- Folha de S. Paulo
Ele é o que de mais próximo temos de uma teoria ética completa e universalizável
Sempre sagaz, Reinaldo Azevedo escreveu na sexta (10/7) um texto em que me defende da alucinação jurídica do ministro da Justiça —pelo que lhe fico grato—, mas em que lança acusações que não me pareceram justas contra o consequencialismo, que simploriamente equiparou à ideia de que os fins justificam os meios.
Passo, então, à defesa dessa família de teorias éticas que, em sua essência, dizem que as ações podem ser julgadas positiva ou negativamente apenas pelos resultados que produzem.
Reinaldo obviamente não disse isso, mas muitas pessoas me escreveram afirmando que o consequencialismo está no cerne da barbárie nazista e que eu, como judeu, jamais poderia tê-lo invocado.
Não dá para falar em ética nazista sem incorrer em antinomia, mas, se há um teórico que tenta dar base racional e jurídica ao Estado hitlerista, é Carl Schmitt, autor complexo que bebe principalmente de fontes da teologia católica.

++++++++

Instruções da tarefa :: Reproduza sem nenhuma alteração o trecho do texto sobre o consequencialismo que vai de "Reinaldo obviamente não" até "poderia tê-lo invocado.". As linhas que vêm depois deste texto não são necessárias.

++++++++

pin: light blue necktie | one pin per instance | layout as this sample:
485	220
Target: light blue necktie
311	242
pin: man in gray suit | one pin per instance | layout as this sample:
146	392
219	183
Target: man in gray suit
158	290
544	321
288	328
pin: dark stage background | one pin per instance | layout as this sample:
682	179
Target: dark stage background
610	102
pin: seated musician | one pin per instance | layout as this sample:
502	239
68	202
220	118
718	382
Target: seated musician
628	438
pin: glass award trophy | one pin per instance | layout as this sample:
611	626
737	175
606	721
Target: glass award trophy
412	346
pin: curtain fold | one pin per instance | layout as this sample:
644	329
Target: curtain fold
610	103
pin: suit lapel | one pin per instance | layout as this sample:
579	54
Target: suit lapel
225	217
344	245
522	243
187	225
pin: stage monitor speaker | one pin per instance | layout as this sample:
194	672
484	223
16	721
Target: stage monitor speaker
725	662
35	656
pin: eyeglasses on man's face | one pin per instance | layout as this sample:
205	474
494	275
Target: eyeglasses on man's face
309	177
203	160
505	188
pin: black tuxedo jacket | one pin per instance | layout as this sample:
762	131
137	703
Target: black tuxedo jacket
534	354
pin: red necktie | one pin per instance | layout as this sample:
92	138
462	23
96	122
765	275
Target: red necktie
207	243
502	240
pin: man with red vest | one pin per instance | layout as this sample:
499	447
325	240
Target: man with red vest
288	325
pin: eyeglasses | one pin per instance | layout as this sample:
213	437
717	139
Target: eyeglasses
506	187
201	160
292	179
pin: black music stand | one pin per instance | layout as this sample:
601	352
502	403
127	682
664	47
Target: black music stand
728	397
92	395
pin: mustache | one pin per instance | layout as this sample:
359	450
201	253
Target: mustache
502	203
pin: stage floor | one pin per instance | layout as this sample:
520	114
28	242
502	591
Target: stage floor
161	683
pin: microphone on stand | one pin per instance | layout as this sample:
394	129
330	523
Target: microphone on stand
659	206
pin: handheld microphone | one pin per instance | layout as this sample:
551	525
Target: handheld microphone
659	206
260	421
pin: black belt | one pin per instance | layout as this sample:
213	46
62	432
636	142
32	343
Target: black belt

++++++++

Resposta da tarefa ::
Reinaldo obviamente não disse isso, mas muitas pessoas me escreveram afirmando que o consequencialismo está no cerne da barbárie nazista e que eu, como judeu, jamais poderia tê-lo invocado.